Render this sentence from the post on the police sick-leave payout in Spanish: "The department said the situation amounted to an illegal labor action intended to send a political message."

Passage given:
● ● ● ●
# LAPD Blue Flu payout.



## RodneyFarva (Jan 18, 2007)

Los Angeles, CA – Four Los Angeles police officers who were accused of participating in a “blue flu” protest and disciplined for using their accrued sick leave will each receive a $30,000 payout from the city.

All four of the officers who filed the state court lawsuit argued they had legitimate reasons for calling out sick over the weekend of July 4, 2020, which also coincided with an alleged “blue flu” action in which hundreds of Los Angeles police officers called out sick at the same time, the Los Angeles Times reported.

The department said the situation amounted to an illegal labor action intended to send a political message.

The four officers who sued the city said they were swept up in the “blue flu” allegations, resulting in them being unlawfully disciplined and suffering undeserved negative consequences to their careers, the Los Angeles Times reported.
● ● ● ●
Coordinate annotation entries:
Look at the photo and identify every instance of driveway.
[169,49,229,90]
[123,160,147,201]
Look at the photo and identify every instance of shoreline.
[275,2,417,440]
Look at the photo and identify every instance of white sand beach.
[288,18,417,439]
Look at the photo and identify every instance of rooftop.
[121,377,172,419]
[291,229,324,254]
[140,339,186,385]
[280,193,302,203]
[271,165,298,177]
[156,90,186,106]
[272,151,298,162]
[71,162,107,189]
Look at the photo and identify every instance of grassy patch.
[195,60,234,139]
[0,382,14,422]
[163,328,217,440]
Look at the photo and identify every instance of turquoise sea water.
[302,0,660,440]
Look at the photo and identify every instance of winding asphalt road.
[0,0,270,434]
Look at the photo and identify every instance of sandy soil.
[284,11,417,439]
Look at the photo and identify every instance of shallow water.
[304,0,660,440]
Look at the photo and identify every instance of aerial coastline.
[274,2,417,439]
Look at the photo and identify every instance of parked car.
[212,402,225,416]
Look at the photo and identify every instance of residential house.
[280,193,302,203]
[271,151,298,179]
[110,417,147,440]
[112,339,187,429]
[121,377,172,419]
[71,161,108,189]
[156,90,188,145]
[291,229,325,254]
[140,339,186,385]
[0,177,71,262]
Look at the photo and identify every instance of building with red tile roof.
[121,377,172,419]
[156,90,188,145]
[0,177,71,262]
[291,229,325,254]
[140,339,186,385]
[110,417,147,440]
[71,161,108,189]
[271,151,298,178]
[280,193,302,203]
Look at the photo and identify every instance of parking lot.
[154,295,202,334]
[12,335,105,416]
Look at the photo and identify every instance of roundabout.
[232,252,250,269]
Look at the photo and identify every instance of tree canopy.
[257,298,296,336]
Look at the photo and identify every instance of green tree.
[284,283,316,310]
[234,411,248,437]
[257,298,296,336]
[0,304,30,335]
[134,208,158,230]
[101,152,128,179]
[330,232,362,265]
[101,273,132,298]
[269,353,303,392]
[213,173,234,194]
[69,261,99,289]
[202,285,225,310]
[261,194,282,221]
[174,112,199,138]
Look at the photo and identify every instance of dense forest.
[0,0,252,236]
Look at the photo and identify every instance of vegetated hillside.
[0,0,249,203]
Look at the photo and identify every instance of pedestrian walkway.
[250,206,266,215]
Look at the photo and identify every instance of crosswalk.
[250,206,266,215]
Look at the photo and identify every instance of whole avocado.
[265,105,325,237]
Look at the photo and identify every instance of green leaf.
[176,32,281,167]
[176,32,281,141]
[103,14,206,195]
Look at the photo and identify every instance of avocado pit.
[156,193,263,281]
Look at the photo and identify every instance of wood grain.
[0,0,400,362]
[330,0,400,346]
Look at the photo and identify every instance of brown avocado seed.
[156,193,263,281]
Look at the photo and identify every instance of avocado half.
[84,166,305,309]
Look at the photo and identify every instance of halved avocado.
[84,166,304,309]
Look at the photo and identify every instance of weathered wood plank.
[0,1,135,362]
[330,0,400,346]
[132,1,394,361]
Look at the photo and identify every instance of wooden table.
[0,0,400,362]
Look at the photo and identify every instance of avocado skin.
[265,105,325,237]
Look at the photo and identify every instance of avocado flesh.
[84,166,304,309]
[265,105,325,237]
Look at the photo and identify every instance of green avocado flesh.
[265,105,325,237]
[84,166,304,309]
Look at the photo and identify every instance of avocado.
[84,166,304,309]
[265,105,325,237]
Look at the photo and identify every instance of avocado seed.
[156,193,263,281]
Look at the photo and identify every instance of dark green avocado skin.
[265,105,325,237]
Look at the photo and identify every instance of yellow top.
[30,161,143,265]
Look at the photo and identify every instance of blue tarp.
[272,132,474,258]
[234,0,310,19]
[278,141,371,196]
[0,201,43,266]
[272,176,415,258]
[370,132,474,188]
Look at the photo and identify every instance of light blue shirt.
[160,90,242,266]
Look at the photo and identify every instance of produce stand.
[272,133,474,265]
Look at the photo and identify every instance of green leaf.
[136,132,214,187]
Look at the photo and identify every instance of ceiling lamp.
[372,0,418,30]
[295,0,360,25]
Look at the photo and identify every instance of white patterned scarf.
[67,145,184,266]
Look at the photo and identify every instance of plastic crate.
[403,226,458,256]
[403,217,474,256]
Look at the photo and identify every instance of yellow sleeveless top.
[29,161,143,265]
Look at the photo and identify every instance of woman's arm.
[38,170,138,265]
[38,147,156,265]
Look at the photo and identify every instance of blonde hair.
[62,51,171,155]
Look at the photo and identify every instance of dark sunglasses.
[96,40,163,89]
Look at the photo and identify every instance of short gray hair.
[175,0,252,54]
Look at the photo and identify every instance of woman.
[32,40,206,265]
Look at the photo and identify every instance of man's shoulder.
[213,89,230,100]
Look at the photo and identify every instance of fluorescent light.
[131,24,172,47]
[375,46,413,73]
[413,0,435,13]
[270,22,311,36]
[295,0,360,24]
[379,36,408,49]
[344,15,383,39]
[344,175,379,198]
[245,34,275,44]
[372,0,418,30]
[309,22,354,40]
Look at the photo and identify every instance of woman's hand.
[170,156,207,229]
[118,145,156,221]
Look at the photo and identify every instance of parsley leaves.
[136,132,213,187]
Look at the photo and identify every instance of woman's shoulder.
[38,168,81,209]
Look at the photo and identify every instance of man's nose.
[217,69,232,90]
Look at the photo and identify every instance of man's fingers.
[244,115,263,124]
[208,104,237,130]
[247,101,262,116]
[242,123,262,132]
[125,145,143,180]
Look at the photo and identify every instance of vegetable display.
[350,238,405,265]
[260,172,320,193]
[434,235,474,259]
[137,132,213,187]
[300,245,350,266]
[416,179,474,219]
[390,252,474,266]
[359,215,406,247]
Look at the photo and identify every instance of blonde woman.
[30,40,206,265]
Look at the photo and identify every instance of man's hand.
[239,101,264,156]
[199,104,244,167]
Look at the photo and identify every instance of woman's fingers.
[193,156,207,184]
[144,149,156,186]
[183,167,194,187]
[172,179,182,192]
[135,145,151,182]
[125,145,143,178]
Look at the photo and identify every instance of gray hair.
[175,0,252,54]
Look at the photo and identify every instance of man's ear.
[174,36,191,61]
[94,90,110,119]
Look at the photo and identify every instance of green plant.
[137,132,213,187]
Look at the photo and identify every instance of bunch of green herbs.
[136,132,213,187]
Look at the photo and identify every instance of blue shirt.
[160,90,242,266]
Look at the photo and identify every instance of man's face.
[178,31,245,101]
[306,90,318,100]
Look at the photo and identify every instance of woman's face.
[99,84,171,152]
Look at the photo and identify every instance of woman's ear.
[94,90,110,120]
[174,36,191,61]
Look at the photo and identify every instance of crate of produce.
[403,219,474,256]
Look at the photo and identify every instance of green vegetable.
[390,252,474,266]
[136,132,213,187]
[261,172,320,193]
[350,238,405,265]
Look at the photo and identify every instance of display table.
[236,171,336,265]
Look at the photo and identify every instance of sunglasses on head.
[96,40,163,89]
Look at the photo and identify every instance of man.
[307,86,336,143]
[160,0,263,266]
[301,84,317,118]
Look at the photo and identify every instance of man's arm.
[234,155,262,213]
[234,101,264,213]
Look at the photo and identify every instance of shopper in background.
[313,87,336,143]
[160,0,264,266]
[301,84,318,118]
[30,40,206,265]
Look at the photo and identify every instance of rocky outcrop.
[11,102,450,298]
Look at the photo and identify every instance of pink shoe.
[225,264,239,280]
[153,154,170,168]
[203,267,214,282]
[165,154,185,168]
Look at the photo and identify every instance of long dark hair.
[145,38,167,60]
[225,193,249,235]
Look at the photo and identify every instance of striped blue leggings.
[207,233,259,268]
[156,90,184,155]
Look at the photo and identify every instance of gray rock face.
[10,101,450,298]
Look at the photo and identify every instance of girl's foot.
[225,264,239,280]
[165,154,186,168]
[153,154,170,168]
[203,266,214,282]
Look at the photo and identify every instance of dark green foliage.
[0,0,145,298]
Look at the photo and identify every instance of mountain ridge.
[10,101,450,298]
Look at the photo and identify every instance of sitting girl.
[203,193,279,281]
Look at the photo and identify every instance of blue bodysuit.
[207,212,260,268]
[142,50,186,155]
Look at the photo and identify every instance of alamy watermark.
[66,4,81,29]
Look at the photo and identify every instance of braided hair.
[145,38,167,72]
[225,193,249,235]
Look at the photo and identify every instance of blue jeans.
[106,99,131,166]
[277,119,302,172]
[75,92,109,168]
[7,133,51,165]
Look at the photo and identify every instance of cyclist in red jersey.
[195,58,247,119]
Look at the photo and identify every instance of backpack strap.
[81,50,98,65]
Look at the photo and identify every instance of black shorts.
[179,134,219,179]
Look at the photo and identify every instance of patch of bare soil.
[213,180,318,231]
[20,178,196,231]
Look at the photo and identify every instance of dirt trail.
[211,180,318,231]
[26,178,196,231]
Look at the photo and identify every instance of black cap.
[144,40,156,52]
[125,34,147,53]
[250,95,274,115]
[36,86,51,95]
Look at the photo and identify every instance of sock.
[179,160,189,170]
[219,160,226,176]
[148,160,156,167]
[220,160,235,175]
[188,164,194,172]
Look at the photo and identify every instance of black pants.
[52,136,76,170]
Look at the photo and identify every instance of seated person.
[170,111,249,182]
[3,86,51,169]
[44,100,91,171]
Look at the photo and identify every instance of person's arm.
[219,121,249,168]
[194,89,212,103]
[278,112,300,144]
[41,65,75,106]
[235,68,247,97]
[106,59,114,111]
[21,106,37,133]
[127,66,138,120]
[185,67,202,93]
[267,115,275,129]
● ● ● ●
Answer to this problem:
El departamento afirmó que la situación equivalía a una acción laboral ilegal destinada a enviar un mensaje político.